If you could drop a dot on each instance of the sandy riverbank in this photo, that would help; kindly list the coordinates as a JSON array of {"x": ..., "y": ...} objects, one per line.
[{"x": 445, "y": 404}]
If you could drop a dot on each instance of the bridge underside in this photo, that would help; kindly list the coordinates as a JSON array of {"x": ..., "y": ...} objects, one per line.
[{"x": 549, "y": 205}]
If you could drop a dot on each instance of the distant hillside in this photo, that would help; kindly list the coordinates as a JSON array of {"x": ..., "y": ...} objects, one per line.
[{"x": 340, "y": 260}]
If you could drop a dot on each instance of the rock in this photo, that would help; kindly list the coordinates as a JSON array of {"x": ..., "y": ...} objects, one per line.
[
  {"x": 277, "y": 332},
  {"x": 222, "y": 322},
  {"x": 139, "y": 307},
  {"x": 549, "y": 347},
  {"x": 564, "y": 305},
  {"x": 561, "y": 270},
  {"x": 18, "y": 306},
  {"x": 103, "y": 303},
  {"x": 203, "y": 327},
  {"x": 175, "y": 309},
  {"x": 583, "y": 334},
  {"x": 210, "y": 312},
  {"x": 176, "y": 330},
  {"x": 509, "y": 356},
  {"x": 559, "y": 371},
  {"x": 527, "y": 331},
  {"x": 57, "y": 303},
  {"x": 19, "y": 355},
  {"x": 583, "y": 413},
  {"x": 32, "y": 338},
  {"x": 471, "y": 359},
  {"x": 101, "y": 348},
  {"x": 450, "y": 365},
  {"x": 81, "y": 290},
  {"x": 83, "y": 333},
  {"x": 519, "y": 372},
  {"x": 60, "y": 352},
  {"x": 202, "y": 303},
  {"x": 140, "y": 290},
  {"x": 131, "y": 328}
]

^^^^

▸ Directions
Could you copy every record above exactly as it appears?

▸ Task result
If you could drop a dot on each instance of the sandy riverbank in this photo, that would help; kindly list the coordinates as a JSON array of {"x": ..., "y": ...} objects, one per line.
[{"x": 445, "y": 404}]
If you could drop a dot on each instance of the bridge underside in this photo, that would help; kindly list the coordinates as a JSON array of {"x": ..., "y": ...} objects, one per line.
[{"x": 549, "y": 205}]
If you could drop a dot on each instance of the distant hillside in this photo, that would help; kindly list the coordinates as a JSON array of {"x": ..., "y": ...} objects, one per line.
[{"x": 340, "y": 260}]
If you could drop a dot on each instance of the rock in this photo, that would help; kindly list the coordinates as a JSON array of {"x": ..., "y": ...} objects, one per line.
[
  {"x": 277, "y": 332},
  {"x": 222, "y": 322},
  {"x": 139, "y": 307},
  {"x": 549, "y": 347},
  {"x": 564, "y": 305},
  {"x": 561, "y": 270},
  {"x": 18, "y": 306},
  {"x": 103, "y": 303},
  {"x": 203, "y": 327},
  {"x": 175, "y": 309},
  {"x": 583, "y": 334},
  {"x": 210, "y": 312},
  {"x": 176, "y": 330},
  {"x": 509, "y": 356},
  {"x": 559, "y": 371},
  {"x": 527, "y": 331},
  {"x": 57, "y": 303},
  {"x": 19, "y": 355},
  {"x": 583, "y": 413},
  {"x": 32, "y": 338},
  {"x": 471, "y": 359},
  {"x": 101, "y": 348},
  {"x": 450, "y": 365},
  {"x": 81, "y": 290},
  {"x": 83, "y": 333},
  {"x": 519, "y": 372},
  {"x": 60, "y": 352},
  {"x": 202, "y": 303},
  {"x": 140, "y": 290},
  {"x": 131, "y": 328}
]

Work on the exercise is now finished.